Given problem =
Write out the part of the Celery-on-Elastic-Beanstalk post below, word for word, from "The trouble is" to "and CPU load.".

Document =
* begin *

4

so I have a docker image that runs a celery worker via supervisor and works just fine on single-docker Elastic Beanstalk (pretty long tasks, so acks late = true, concurrency = 1 and prefetch multiplier = 1).

The trouble is I would like to scale instances depending on the effective task load of the workers, while EB only allows overall network and CPU load.

Adding a rule to scale up on CPU load works ok, but I have no guarantee that EB wouldn't decide to scale down whilst in the middle of a task. That would trigger a docker stop and effectively kill any running celery that is not able to complete quite shortly (10s if I'm not mistaken).

* end *

Dataset rows on where objects are located =
* begin *

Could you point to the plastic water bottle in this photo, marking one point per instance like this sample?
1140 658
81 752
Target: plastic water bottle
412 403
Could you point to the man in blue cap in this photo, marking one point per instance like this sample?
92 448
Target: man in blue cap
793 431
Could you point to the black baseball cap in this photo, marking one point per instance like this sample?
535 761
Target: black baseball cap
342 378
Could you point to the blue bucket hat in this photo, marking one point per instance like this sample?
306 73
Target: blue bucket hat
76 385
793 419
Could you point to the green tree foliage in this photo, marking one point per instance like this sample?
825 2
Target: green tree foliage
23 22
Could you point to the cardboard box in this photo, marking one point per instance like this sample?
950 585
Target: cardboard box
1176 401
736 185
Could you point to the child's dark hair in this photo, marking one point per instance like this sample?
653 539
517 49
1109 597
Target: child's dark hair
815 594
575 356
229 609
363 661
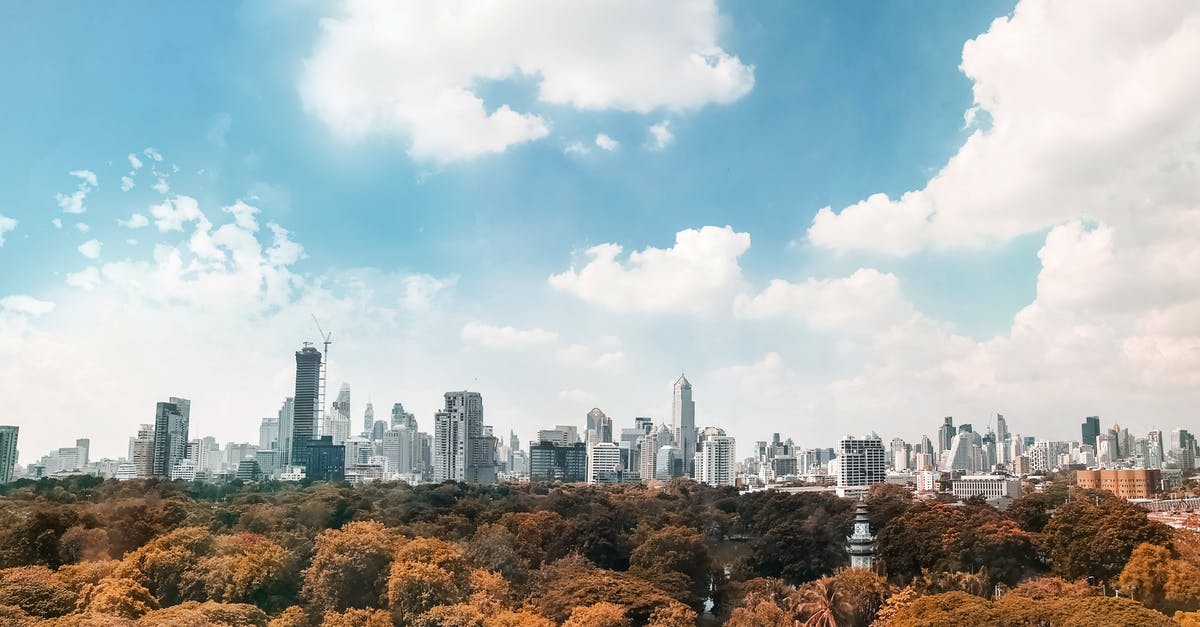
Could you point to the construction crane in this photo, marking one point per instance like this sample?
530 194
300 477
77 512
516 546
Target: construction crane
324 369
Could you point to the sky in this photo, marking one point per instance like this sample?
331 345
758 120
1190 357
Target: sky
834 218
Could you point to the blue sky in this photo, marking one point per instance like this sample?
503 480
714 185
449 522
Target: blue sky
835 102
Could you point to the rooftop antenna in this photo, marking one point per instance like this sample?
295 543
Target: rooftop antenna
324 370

* end *
* begin *

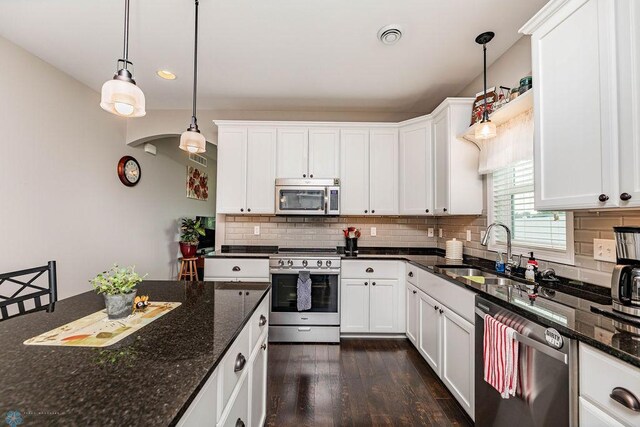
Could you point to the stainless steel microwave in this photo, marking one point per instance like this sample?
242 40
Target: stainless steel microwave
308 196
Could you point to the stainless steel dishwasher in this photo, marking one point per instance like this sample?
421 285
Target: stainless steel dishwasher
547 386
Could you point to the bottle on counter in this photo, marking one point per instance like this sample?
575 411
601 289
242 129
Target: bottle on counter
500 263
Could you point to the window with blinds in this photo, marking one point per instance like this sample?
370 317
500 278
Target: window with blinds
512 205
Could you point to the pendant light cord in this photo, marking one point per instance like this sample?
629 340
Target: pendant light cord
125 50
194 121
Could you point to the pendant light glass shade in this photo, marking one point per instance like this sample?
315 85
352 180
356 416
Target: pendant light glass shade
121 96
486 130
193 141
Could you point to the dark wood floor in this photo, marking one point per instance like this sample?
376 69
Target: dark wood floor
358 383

* end *
* begin *

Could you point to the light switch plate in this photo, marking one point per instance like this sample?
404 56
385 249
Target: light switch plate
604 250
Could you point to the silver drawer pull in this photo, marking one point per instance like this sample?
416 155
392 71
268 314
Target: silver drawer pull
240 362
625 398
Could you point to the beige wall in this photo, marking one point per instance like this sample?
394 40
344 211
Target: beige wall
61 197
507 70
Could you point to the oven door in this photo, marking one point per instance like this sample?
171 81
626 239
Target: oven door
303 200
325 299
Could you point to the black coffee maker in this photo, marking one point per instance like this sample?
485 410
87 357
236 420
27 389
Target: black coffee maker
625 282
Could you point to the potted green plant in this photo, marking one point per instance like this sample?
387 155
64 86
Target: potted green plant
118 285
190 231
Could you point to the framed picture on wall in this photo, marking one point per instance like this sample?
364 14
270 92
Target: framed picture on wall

* end *

Answer below =
The trouble is I would like to scale instances depending on the effective task load of the workers, while EB only allows overall network and CPU load.